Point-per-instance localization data
____

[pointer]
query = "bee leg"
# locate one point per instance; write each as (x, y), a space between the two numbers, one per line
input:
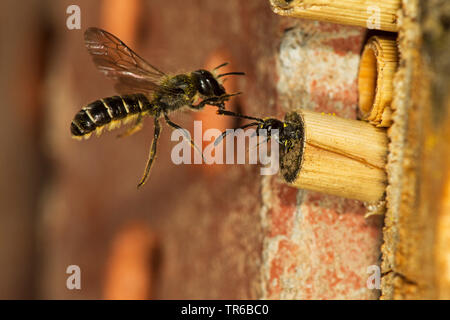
(152, 154)
(185, 133)
(133, 129)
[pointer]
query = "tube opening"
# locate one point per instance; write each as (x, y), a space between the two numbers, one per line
(367, 81)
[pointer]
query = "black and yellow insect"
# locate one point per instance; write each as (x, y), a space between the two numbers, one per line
(144, 91)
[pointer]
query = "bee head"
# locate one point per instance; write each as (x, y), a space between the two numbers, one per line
(287, 132)
(207, 84)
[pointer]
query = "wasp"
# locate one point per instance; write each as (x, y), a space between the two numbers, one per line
(144, 90)
(286, 133)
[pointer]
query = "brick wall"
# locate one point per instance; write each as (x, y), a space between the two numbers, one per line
(192, 231)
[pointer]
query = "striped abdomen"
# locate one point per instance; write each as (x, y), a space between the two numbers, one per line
(109, 112)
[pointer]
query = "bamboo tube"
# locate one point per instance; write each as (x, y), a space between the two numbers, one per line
(372, 14)
(379, 62)
(336, 156)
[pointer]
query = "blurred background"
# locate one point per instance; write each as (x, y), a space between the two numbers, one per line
(197, 231)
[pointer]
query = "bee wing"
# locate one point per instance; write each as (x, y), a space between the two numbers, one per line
(117, 61)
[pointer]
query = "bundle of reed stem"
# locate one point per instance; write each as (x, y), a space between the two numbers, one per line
(379, 62)
(371, 14)
(336, 156)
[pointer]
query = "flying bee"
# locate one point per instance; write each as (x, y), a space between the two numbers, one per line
(288, 132)
(144, 91)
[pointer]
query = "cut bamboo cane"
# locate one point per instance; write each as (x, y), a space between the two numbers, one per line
(371, 14)
(379, 62)
(336, 156)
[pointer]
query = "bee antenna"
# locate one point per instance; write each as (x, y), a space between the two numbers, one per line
(231, 73)
(222, 65)
(238, 115)
(224, 134)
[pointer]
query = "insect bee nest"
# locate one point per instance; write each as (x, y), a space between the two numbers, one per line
(336, 156)
(372, 14)
(377, 68)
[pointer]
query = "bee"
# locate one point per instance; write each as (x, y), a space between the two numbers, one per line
(288, 132)
(144, 90)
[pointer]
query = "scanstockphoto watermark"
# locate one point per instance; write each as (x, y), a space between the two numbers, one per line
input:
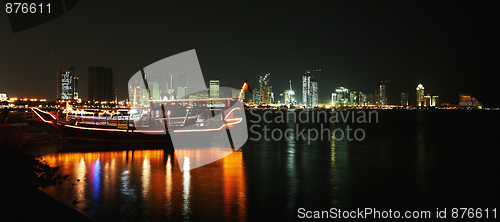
(309, 125)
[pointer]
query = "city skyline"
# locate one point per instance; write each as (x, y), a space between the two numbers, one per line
(450, 48)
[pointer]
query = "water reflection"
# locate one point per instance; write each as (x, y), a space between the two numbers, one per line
(149, 185)
(186, 180)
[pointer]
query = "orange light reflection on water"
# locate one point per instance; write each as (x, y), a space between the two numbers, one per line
(114, 180)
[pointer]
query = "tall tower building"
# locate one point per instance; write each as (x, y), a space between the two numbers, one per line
(290, 96)
(314, 94)
(420, 95)
(383, 93)
(214, 88)
(100, 84)
(435, 101)
(427, 100)
(266, 89)
(310, 95)
(66, 84)
(404, 99)
(306, 90)
(75, 88)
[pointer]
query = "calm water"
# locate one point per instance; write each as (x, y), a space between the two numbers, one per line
(409, 160)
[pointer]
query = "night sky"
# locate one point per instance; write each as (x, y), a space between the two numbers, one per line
(450, 47)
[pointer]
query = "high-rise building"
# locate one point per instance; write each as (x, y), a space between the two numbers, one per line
(353, 98)
(427, 100)
(264, 81)
(290, 96)
(310, 96)
(314, 94)
(214, 88)
(267, 94)
(66, 84)
(404, 99)
(420, 95)
(370, 100)
(266, 90)
(341, 96)
(100, 84)
(435, 101)
(181, 92)
(257, 96)
(383, 94)
(75, 88)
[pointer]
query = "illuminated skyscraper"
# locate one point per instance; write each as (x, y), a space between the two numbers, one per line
(341, 96)
(290, 96)
(404, 99)
(214, 88)
(66, 84)
(306, 90)
(435, 101)
(309, 90)
(314, 94)
(427, 100)
(383, 93)
(75, 87)
(420, 95)
(100, 84)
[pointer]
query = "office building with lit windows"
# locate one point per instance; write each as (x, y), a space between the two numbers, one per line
(100, 84)
(435, 101)
(404, 99)
(214, 88)
(420, 95)
(310, 97)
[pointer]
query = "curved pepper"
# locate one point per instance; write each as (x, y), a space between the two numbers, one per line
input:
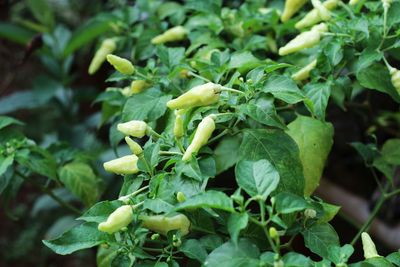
(122, 65)
(313, 17)
(133, 146)
(203, 133)
(291, 7)
(368, 246)
(133, 128)
(177, 33)
(201, 95)
(304, 40)
(304, 72)
(117, 220)
(123, 165)
(107, 47)
(162, 224)
(395, 77)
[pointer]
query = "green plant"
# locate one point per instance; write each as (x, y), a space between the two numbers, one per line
(232, 148)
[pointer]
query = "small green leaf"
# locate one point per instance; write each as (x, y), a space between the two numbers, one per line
(257, 178)
(194, 249)
(80, 237)
(286, 202)
(80, 179)
(319, 238)
(283, 88)
(237, 222)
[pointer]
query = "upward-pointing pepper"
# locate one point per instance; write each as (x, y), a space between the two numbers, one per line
(314, 16)
(203, 133)
(107, 47)
(174, 34)
(304, 40)
(291, 7)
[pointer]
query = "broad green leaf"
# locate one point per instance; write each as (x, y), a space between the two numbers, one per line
(244, 254)
(319, 238)
(286, 202)
(257, 178)
(243, 61)
(283, 88)
(148, 105)
(314, 139)
(100, 211)
(226, 153)
(377, 77)
(194, 249)
(293, 259)
(237, 222)
(318, 95)
(264, 115)
(280, 150)
(391, 151)
(5, 121)
(80, 237)
(208, 199)
(80, 179)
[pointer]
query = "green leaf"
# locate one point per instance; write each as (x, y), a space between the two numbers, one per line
(377, 77)
(243, 61)
(226, 153)
(318, 94)
(283, 88)
(194, 249)
(314, 139)
(244, 254)
(257, 178)
(319, 238)
(148, 105)
(80, 179)
(157, 205)
(262, 114)
(237, 222)
(286, 202)
(100, 211)
(208, 199)
(5, 121)
(391, 151)
(80, 237)
(279, 149)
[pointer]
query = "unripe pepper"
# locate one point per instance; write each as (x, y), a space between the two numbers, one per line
(304, 40)
(178, 125)
(117, 220)
(107, 47)
(177, 33)
(203, 133)
(122, 65)
(313, 17)
(368, 246)
(201, 95)
(304, 72)
(133, 128)
(133, 146)
(291, 7)
(123, 165)
(138, 86)
(395, 77)
(162, 224)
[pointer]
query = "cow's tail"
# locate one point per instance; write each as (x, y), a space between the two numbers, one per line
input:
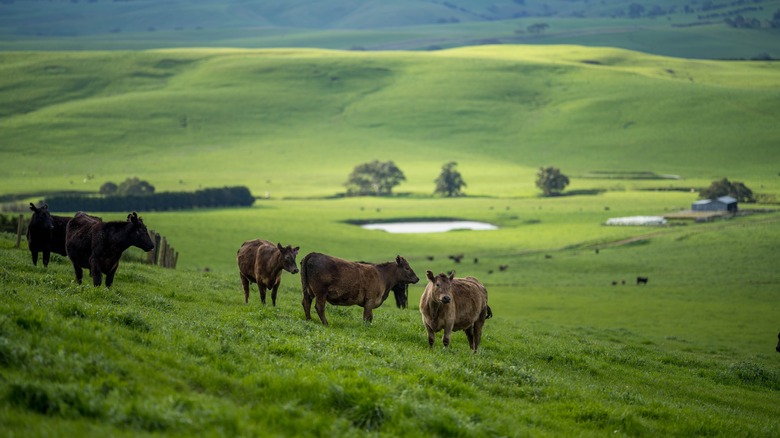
(304, 276)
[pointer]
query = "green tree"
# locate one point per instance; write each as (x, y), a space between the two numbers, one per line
(135, 187)
(551, 181)
(108, 189)
(724, 187)
(450, 181)
(374, 178)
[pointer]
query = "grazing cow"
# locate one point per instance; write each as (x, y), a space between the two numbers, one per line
(46, 234)
(453, 304)
(456, 257)
(98, 246)
(262, 262)
(401, 292)
(344, 283)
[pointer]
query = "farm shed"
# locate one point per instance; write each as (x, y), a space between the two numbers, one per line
(724, 203)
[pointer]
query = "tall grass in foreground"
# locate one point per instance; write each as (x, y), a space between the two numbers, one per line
(179, 353)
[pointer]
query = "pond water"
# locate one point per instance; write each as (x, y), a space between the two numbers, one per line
(429, 227)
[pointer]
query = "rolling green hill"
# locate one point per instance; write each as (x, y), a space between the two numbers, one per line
(178, 353)
(672, 28)
(295, 122)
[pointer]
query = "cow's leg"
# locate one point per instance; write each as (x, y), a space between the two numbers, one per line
(97, 277)
(477, 333)
(94, 271)
(261, 286)
(431, 335)
(470, 335)
(79, 273)
(319, 306)
(273, 293)
(110, 277)
(306, 302)
(245, 286)
(368, 314)
(447, 335)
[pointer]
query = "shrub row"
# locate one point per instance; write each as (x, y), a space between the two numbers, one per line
(238, 196)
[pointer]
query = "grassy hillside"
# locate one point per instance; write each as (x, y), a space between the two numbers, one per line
(683, 29)
(177, 353)
(295, 122)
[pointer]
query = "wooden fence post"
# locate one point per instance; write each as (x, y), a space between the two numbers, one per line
(19, 232)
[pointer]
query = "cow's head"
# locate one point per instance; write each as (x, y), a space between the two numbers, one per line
(407, 274)
(139, 235)
(441, 287)
(41, 217)
(288, 258)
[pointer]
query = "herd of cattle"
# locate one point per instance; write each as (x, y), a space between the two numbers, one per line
(448, 303)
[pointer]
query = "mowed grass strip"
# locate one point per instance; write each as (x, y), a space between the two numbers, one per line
(176, 352)
(294, 123)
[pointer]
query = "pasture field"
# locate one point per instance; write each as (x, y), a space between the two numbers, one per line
(568, 353)
(687, 30)
(178, 353)
(293, 123)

____

**REQUIREMENT:**
Look through the records above and please copy every line in which the string "pepper" occurs.

**ANSWER FOR THIS EXERCISE:**
query = "curved pepper"
query = "upward-pointing pepper"
query = "unripe pepper"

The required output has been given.